> _What is being asked_: Print verbatim the lines of the records below, beginning with the line that contains "Every instance of the pond" and continuing through the line that contains "832), (391, 463)]", both included.

# START OF Dataset records

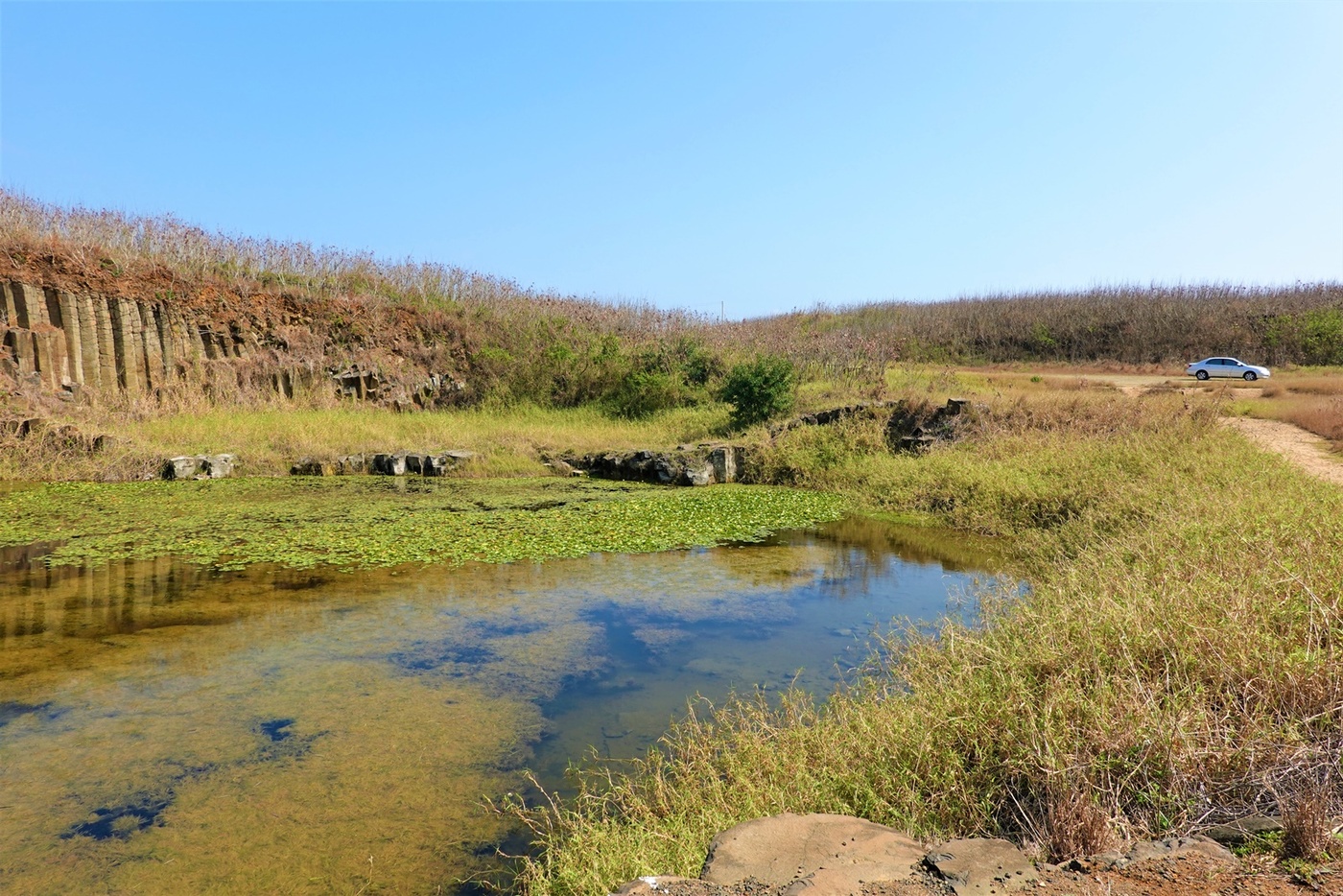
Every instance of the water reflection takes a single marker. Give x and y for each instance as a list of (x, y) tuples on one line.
[(167, 728)]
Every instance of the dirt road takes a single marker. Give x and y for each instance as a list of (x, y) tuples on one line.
[(1303, 449)]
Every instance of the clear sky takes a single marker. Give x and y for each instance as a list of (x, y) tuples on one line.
[(765, 156)]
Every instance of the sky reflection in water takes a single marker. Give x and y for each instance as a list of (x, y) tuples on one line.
[(165, 728)]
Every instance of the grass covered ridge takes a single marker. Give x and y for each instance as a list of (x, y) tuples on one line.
[(375, 522), (1178, 663)]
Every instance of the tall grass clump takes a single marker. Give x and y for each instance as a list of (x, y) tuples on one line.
[(1179, 649)]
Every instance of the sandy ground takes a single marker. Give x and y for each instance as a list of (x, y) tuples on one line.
[(1182, 876), (1303, 449)]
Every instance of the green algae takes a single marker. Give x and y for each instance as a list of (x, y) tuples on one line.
[(372, 522)]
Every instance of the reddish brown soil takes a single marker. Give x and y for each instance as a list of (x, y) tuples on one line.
[(1182, 876)]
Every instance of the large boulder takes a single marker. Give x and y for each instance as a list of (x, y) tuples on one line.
[(199, 466), (915, 426), (813, 853), (687, 465), (218, 466)]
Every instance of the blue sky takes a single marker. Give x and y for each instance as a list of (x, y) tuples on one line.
[(763, 156)]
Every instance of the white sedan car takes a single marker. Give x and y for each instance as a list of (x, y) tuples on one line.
[(1225, 366)]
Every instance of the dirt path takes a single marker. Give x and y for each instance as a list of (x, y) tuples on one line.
[(1303, 449)]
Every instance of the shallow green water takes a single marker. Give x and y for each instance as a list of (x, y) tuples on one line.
[(168, 730)]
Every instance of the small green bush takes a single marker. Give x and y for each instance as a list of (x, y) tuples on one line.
[(642, 393), (759, 389)]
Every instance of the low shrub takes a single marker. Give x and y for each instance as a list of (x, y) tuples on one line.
[(761, 389)]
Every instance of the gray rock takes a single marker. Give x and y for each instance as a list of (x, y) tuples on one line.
[(697, 473), (351, 465), (724, 461), (181, 468), (1150, 849), (561, 468), (389, 463), (1237, 833), (667, 470), (980, 865), (311, 466), (218, 466), (814, 853)]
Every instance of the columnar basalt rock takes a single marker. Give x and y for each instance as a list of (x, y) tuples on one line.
[(78, 344)]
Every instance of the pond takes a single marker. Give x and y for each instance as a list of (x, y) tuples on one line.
[(165, 728)]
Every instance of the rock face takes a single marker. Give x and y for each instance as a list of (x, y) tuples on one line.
[(814, 853), (78, 344), (979, 865), (830, 416), (917, 427), (688, 465), (819, 855), (200, 466), (1241, 832), (391, 463)]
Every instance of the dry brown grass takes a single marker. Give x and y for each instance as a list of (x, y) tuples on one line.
[(1074, 825)]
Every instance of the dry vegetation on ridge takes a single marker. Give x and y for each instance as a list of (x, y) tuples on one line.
[(1177, 663)]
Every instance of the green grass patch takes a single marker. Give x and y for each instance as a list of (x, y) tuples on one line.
[(375, 522), (1179, 653)]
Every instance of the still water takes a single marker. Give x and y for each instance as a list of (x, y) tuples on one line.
[(172, 730)]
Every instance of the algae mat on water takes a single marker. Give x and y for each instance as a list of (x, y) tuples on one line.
[(373, 522)]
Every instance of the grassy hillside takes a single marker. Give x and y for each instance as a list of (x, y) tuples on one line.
[(1175, 664)]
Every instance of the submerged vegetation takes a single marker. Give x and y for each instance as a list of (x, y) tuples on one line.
[(373, 522), (1177, 664), (1178, 661)]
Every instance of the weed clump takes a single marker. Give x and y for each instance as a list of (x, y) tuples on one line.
[(761, 389)]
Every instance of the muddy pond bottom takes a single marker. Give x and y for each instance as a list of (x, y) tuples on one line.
[(171, 730)]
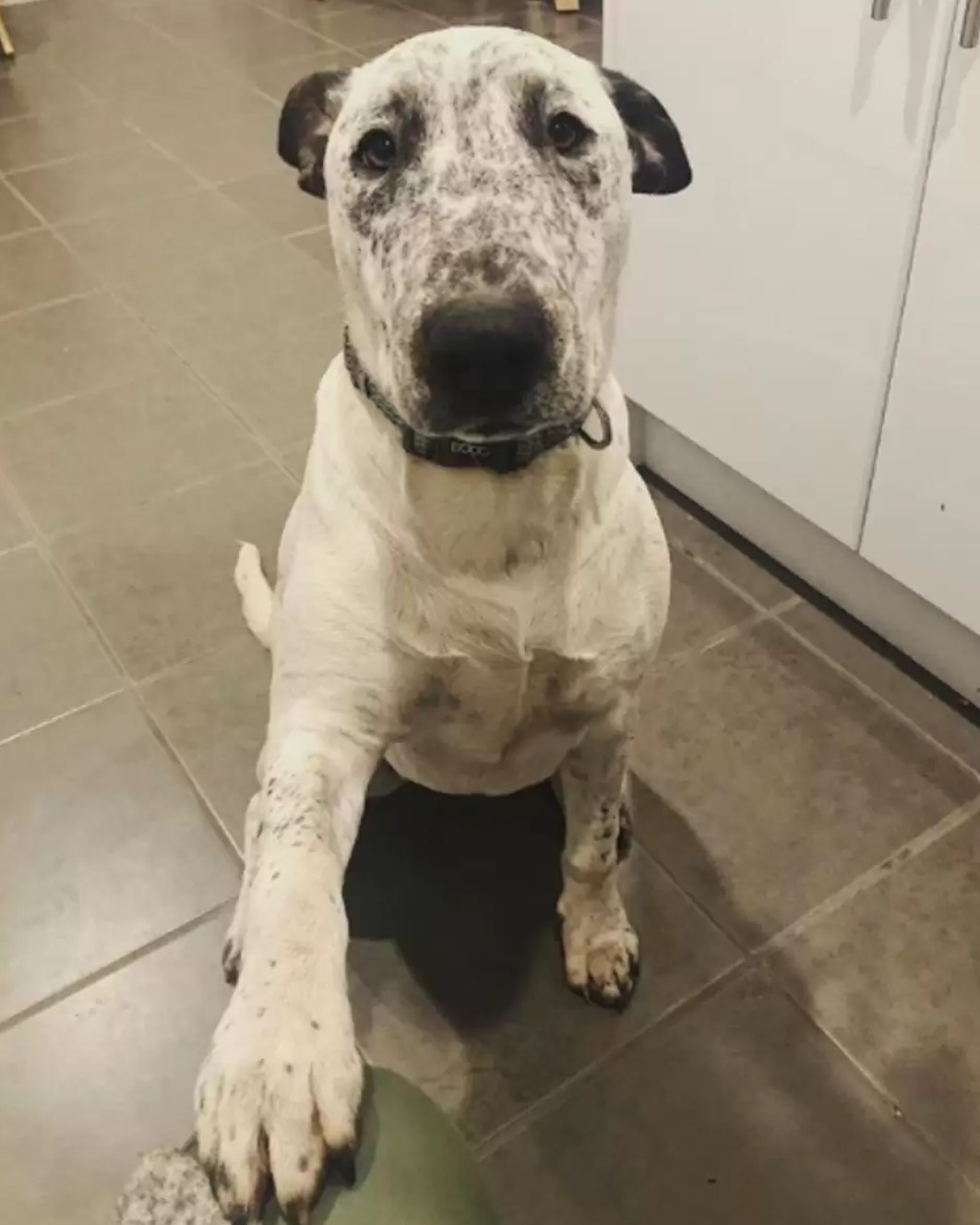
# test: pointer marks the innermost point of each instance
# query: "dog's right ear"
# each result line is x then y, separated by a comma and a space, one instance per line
305, 123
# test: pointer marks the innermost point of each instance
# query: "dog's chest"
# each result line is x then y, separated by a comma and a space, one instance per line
488, 727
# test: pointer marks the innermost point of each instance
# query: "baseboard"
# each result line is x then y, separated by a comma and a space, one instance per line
935, 641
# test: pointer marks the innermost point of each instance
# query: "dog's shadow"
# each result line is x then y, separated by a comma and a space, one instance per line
462, 887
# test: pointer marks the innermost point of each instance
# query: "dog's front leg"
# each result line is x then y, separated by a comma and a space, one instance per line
602, 950
280, 1090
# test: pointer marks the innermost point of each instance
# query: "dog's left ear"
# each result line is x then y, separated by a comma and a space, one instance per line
661, 164
309, 113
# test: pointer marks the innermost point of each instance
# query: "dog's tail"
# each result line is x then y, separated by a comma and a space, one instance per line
257, 594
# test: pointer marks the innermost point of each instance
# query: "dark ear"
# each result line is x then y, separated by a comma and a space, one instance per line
307, 115
661, 164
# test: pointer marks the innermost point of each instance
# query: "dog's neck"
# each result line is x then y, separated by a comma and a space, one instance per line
467, 522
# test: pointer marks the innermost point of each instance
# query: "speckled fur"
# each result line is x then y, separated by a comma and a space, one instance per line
168, 1187
482, 203
475, 632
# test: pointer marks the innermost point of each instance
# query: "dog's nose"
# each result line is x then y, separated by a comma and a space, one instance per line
484, 352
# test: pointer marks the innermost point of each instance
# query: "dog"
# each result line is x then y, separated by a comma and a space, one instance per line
473, 580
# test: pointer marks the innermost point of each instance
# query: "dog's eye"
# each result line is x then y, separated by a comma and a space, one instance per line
566, 132
376, 150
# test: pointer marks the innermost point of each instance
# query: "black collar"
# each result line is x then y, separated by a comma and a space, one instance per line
501, 456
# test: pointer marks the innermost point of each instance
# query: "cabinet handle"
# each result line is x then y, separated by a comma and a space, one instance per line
969, 33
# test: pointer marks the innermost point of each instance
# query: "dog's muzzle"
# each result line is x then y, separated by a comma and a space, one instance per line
482, 356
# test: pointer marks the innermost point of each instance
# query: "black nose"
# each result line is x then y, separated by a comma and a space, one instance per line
484, 352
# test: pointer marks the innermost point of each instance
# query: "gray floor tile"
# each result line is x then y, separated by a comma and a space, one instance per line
276, 79
150, 239
174, 562
743, 1113
773, 782
69, 348
12, 528
295, 458
460, 12
51, 660
228, 146
213, 712
15, 216
470, 997
272, 385
37, 270
356, 25
696, 539
30, 89
145, 96
229, 32
98, 182
893, 977
98, 456
277, 202
318, 246
253, 299
700, 607
34, 139
954, 727
111, 847
102, 1077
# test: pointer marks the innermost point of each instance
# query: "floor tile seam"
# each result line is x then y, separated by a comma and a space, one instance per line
79, 708
115, 966
190, 47
666, 1022
879, 700
48, 557
209, 810
123, 141
7, 317
296, 23
650, 858
887, 866
736, 630
894, 1105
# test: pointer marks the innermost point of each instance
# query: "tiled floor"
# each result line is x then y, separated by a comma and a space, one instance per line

# END OF Dataset records

> _Problem solution_:
Every instance of the pond takes a single marker. Give x and y for each instance as a list of (x, y) tuples on one line.
[(165, 728)]
Every instance of the rock face takes a single marker. Give x and y for each instance as a list of (x, y) tuples on one line.
[(814, 853), (78, 344), (979, 865), (830, 416), (917, 427), (688, 465), (819, 855), (200, 466), (1241, 832), (391, 463)]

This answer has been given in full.